--- Begin Given records ---

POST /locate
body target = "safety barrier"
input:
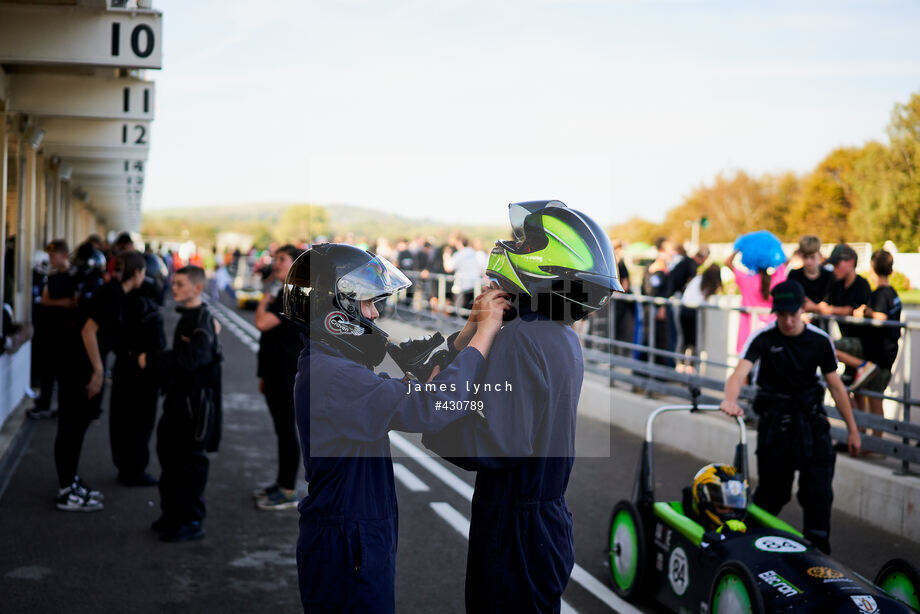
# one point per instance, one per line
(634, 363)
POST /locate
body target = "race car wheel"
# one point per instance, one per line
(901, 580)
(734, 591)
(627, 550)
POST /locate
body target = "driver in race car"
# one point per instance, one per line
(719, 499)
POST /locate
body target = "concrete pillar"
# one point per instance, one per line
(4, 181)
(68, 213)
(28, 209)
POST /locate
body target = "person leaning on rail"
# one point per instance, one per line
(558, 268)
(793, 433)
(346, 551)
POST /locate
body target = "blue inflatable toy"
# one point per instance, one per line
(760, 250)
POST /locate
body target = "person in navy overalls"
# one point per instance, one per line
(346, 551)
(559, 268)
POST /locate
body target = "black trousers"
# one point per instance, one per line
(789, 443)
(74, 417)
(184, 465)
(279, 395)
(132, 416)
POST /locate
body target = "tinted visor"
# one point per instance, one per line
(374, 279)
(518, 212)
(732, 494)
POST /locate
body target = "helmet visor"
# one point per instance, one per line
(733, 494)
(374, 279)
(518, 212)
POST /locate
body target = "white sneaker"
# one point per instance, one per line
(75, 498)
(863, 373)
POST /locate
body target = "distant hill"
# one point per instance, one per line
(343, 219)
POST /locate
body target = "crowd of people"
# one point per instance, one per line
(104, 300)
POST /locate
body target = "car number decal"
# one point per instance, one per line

--- End Given records ---

### Problem details
Copy out all of the records above word for word, but leave out the picture.

### Response for this exercise
POST /locate
body target = "safety barrier"
input:
# one point per instance, one per line
(634, 363)
POST /locate
body target = "race car wheel"
# one point per instance, one per line
(901, 580)
(734, 591)
(627, 550)
POST /locate
body target = "driver in race car"
# one point per instance, one per line
(719, 499)
POST /locate
body target = "concrete pillar"
# one point per instance, one per line
(4, 181)
(68, 213)
(28, 209)
POST /locate
body target = "person leaning on rail"
# one point per instance, one per line
(558, 268)
(793, 433)
(346, 551)
POST /locate
body target = "blue inflatable toy"
# one point per instance, one per line
(760, 250)
POST /locate
body target = "person in navy overalls"
# one point per instance, one per line
(346, 551)
(559, 268)
POST /locate
body target = "black trousers"
# one point per instance, one per line
(789, 443)
(74, 417)
(184, 465)
(279, 395)
(132, 416)
POST /locate
body target = "tinted visor"
# one point per instance, one per line
(374, 279)
(518, 212)
(732, 494)
POST /locate
body target = "helmet visor"
# one point per instance, one per line
(733, 494)
(374, 279)
(518, 212)
POST /locate
body target = "white sneaker"
# one point per instance, one per line
(75, 498)
(863, 373)
POST /locate
body target = "distant hill"
# one point per instance, one per line
(343, 219)
POST /locate
body target = "crowd of people"
# one point per instance, one per line
(104, 300)
POST /locate
body target = "car number decal"
# one point per instance, one per line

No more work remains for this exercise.